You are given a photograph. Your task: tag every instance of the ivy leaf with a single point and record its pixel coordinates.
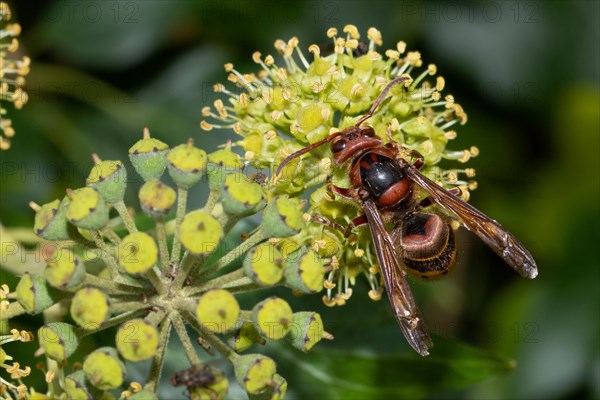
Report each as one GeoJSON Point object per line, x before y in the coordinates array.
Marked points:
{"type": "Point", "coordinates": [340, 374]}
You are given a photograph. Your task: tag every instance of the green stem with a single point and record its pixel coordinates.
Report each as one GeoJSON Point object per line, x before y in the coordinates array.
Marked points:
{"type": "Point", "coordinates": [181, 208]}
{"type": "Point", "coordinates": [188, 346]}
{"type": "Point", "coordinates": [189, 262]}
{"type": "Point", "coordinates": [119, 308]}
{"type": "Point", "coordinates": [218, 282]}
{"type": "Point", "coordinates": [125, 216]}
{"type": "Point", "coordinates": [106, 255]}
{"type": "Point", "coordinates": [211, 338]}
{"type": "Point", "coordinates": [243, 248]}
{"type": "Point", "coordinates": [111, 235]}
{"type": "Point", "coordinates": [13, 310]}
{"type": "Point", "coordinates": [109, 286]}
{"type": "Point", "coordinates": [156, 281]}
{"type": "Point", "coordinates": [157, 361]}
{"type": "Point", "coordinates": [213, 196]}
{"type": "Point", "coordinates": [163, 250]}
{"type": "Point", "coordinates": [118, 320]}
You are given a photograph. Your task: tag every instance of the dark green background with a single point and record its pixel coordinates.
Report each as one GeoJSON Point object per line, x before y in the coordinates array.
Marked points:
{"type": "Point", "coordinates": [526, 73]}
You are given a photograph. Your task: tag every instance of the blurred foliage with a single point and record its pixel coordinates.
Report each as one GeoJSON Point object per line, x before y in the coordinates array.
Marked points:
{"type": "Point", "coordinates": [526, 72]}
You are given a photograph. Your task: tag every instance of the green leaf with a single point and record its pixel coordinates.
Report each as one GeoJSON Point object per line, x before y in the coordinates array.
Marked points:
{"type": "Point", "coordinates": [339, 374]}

- - - - -

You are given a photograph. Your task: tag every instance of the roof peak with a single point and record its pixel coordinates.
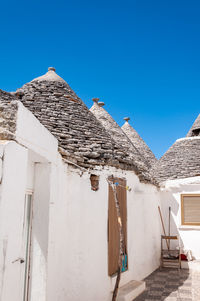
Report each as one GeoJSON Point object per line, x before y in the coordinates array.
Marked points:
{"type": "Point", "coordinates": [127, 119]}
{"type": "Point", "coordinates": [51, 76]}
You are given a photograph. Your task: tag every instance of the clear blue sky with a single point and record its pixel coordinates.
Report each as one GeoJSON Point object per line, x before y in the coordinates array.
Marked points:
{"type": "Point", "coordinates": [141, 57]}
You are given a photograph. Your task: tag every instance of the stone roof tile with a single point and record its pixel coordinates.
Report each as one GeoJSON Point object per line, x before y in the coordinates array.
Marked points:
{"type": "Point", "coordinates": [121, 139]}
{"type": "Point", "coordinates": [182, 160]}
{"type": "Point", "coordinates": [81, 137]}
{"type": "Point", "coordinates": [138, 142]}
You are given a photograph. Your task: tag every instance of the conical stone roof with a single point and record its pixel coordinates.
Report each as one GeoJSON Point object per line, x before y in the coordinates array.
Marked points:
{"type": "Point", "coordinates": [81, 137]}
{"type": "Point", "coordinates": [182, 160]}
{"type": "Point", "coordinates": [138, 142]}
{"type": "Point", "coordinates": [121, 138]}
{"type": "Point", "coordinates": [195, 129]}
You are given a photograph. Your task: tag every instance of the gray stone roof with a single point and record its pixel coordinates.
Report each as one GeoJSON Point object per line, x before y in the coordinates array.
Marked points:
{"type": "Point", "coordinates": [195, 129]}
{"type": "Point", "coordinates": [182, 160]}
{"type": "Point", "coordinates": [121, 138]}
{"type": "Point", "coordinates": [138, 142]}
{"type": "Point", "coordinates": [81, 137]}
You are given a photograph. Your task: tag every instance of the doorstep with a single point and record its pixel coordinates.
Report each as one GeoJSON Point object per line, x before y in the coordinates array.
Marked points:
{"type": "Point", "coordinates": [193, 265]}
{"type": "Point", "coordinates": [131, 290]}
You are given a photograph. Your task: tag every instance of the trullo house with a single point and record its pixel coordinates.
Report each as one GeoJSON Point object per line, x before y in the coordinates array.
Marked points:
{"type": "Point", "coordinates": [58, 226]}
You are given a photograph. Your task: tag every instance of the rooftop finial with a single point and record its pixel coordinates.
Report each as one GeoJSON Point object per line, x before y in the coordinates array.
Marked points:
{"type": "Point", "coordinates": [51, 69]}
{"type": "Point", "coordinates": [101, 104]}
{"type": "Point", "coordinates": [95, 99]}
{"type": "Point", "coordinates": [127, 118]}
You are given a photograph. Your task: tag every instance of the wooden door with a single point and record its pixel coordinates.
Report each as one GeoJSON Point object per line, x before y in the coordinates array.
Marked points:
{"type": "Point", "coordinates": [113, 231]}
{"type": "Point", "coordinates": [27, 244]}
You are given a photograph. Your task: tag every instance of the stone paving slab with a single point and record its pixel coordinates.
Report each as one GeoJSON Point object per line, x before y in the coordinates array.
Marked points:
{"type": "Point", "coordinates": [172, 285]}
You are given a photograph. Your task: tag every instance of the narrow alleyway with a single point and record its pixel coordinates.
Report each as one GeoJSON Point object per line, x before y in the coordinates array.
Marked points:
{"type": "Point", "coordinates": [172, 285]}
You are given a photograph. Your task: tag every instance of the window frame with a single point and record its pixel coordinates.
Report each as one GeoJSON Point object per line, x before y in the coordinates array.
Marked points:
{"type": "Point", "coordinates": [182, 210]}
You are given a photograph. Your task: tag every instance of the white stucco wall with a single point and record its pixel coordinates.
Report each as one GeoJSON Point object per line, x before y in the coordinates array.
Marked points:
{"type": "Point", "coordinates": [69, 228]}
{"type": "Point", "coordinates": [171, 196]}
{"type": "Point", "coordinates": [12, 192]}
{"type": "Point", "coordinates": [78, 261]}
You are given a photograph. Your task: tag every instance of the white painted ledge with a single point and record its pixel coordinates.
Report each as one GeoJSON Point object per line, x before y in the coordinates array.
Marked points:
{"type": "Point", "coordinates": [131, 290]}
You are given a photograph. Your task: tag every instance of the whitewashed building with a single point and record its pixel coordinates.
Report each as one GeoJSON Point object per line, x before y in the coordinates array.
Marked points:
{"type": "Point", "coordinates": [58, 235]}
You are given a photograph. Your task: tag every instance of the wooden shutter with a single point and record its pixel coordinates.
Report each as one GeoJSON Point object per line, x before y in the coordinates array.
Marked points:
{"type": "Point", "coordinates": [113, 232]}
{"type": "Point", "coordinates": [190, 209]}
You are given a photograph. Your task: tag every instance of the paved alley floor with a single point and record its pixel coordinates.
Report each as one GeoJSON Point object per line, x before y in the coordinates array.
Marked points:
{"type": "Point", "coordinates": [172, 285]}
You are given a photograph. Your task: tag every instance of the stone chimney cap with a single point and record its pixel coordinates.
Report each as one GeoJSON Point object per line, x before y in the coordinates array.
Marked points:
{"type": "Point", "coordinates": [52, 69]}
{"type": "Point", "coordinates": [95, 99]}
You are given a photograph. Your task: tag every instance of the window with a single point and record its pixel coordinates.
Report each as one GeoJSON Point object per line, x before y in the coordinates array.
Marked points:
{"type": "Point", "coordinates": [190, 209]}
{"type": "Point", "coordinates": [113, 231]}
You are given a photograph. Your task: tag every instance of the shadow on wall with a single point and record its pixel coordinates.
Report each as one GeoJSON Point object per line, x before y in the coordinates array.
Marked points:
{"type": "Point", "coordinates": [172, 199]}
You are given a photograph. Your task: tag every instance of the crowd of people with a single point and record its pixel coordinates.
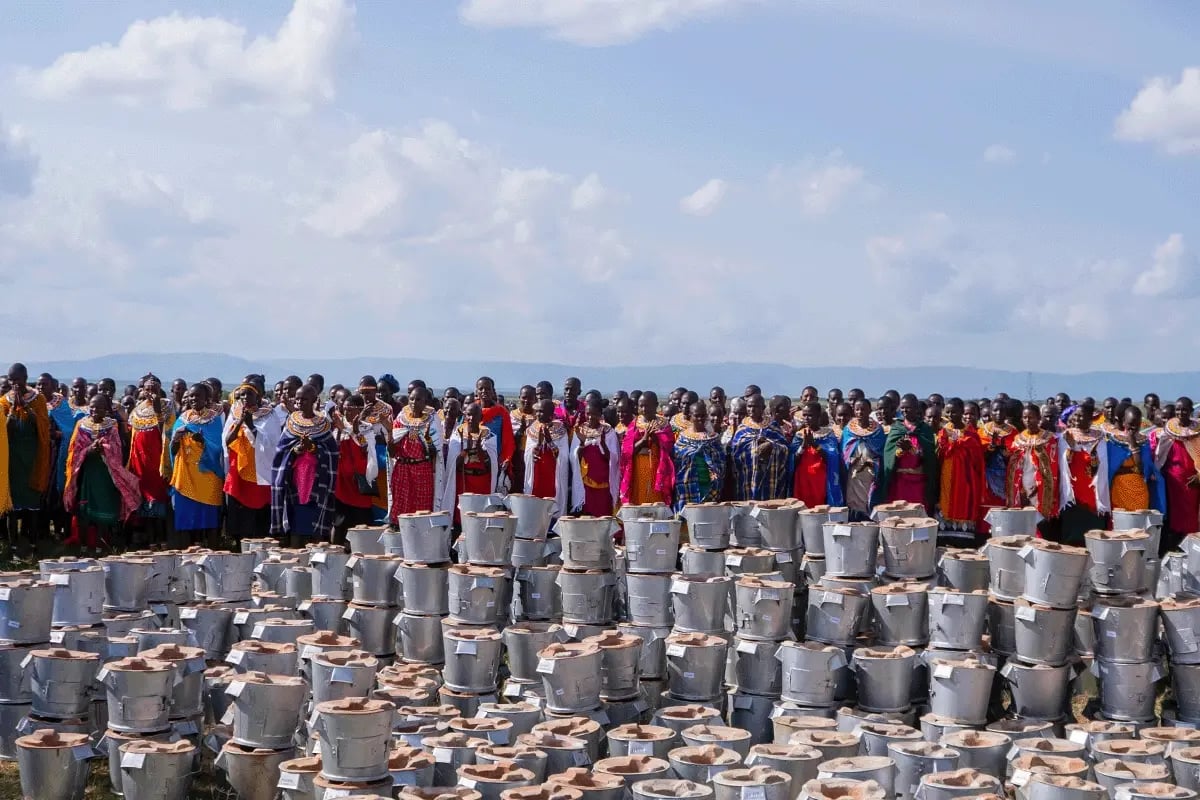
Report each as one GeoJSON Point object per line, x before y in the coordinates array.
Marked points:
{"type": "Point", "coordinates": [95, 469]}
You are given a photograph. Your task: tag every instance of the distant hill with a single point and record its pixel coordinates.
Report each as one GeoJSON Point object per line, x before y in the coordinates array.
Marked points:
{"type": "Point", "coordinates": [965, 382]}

- - - - -

Exercise prompt | Pull out every line of the entries above that contains the string "leaf", and copy each one in full.

Reply to the task |
You are given a photograph. Your task: tag every instance of the ivy leaf with a single point and record its pixel coordinates.
You are given a photograph. Your task: tag every instance of the green leaf with a single point and record its pixel coordinates.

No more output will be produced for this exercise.